• How to complete this task
Figure out the number of lines in the entries that hold the string "shipping", then give that number and nothing else.

• Supplied records

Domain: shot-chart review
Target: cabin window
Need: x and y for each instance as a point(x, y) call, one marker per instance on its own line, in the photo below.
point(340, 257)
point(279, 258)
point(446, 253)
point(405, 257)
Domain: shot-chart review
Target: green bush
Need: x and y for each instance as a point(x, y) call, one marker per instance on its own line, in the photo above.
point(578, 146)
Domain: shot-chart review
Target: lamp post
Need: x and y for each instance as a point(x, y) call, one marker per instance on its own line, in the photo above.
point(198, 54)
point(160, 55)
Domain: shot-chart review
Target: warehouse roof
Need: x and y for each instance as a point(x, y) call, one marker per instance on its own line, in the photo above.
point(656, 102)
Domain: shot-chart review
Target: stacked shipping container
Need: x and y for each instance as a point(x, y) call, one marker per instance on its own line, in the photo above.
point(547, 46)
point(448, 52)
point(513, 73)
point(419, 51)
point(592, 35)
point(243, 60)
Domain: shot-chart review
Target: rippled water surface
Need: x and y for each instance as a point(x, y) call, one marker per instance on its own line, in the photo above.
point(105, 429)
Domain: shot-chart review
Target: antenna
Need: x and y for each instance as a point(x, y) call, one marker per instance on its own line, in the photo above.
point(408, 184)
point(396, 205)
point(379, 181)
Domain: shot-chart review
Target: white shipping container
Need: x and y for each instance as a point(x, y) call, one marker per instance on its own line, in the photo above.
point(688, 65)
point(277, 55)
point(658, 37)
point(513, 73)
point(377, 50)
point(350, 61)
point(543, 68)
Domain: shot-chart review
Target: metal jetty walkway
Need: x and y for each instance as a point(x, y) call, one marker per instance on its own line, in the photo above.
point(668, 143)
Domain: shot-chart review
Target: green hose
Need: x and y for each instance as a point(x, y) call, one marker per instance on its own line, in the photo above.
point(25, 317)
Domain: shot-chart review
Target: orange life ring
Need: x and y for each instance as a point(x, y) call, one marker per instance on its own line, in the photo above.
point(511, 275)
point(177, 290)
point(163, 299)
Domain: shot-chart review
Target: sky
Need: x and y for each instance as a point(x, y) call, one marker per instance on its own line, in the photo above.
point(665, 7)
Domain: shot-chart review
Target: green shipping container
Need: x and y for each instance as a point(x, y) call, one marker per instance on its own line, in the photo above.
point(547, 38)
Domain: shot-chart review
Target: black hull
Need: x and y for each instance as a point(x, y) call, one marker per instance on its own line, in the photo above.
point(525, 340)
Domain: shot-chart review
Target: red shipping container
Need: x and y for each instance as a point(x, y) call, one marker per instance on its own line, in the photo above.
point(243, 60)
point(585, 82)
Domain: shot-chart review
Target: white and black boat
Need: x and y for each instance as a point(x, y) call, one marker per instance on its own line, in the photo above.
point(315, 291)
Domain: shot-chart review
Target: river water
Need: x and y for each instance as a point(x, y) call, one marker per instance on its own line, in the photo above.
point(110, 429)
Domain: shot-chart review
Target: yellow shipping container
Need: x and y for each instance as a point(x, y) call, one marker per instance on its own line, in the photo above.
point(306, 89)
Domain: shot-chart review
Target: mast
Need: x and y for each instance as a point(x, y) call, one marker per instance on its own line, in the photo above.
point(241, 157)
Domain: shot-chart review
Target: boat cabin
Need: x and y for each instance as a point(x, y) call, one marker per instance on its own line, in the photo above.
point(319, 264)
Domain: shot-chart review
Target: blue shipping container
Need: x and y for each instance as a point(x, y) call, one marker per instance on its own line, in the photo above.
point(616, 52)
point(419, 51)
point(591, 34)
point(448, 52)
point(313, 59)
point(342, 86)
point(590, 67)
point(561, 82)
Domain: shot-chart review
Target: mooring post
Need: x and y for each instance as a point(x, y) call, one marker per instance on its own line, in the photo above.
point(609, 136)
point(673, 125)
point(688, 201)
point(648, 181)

• Result for this exercise
6